原文資料によると、12月の世論調査でピニェラを支持しないと答えた人の割合は何パーセントでしたか。

- 原文資料 -
======
日曜日はマラソン練習。ちゃんと10キロを走りました。この習慣を継続したいです。
つまり2021年は最後まで決まりを守り、2022年もそれに沿って始まりました。
さぁ今年はどうなるかな?

さて今週、月曜日にサンティアゴの一部で雨になりました。その時、私は散歩をしていたのですが、ぽつぽつ雨が降ってきて道路を濡らしました。今頃の雨は珍しいです。その他は毎日、最高気温30度の日が続いています。

(政治)

1)ピニェラ動向
 12月の世論調査でピネラを支持するは27%、不支持は69%でした。それに添付されたコメントですが、2年前の社会騒乱がなければピニェラは政権の最後の時期を支持率80%で終えただろうとか。
つまり現状は歴代最低の人気だが、あれがなければ歴史上最高クラスだったとするわけです。その根拠が分かりませんが、どうしてそんなコメントをつけるのでしょう。政治的意味があるのでしょうか。
私は彼の政策が特に良かったとは思いませんが、コロナに関しては彼の政策を支持します。

新大統領のボリッチは、休みを取って故郷のプンタ・アレナスに。頻繁に行きますね。飛行機で4時間ほどかかるところです。マスコミは彼を追いかけます。もちろん彼を持ち上げると言うのは誰かの政策なのでしょうね。サンティアゴの新居とか、内縁の女性との関係とか。
初めての世論調査でボリッチを支持するは54%、不支持は46%でした。
======
- データ抜粋 -
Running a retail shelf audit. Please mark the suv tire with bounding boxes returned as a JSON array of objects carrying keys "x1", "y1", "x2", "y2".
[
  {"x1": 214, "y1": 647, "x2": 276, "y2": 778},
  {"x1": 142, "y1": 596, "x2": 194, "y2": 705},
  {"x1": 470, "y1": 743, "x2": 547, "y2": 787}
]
======
- あなたの解答 -
69%です。